• Exercise: Please retype the data that follows, starting at the line containing "Output form: <point>280,507</point>" and stopping after the last line.

• Records for the exercise:

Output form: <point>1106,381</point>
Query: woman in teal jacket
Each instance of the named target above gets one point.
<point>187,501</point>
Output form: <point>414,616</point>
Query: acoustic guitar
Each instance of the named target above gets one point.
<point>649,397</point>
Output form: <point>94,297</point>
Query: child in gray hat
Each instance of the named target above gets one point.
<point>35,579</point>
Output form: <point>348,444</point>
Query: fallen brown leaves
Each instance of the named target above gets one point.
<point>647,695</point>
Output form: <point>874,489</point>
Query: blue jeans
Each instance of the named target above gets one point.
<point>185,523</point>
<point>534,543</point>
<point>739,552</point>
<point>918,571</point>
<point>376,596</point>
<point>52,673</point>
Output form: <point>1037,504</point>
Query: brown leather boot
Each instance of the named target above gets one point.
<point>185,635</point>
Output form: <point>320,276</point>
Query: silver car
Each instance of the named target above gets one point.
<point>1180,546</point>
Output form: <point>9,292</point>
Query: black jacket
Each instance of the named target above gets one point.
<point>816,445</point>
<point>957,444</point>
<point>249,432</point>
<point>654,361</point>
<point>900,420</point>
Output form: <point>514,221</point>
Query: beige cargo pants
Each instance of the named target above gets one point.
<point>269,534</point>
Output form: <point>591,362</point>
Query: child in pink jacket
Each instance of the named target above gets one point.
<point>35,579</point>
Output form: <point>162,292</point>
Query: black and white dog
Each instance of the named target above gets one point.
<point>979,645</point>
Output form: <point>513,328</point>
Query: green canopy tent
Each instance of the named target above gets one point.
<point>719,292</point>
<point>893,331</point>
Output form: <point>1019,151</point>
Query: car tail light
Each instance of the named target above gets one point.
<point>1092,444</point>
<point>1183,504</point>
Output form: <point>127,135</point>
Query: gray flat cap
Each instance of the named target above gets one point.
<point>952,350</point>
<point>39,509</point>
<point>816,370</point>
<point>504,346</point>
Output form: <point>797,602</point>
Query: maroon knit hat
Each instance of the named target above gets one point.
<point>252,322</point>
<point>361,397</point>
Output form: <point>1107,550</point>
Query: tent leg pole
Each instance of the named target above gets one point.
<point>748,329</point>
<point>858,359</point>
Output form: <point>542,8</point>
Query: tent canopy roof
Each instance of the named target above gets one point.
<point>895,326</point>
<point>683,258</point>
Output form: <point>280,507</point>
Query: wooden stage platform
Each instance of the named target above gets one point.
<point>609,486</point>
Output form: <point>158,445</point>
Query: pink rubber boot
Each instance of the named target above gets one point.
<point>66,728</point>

• Output for this exercise:
Output form: <point>280,507</point>
Query: wooden stage platform
Each instance of the named target above gets one point.
<point>609,486</point>
Output form: <point>158,445</point>
Query: pink rubber boot
Each instance of the named target above gets one point.
<point>66,728</point>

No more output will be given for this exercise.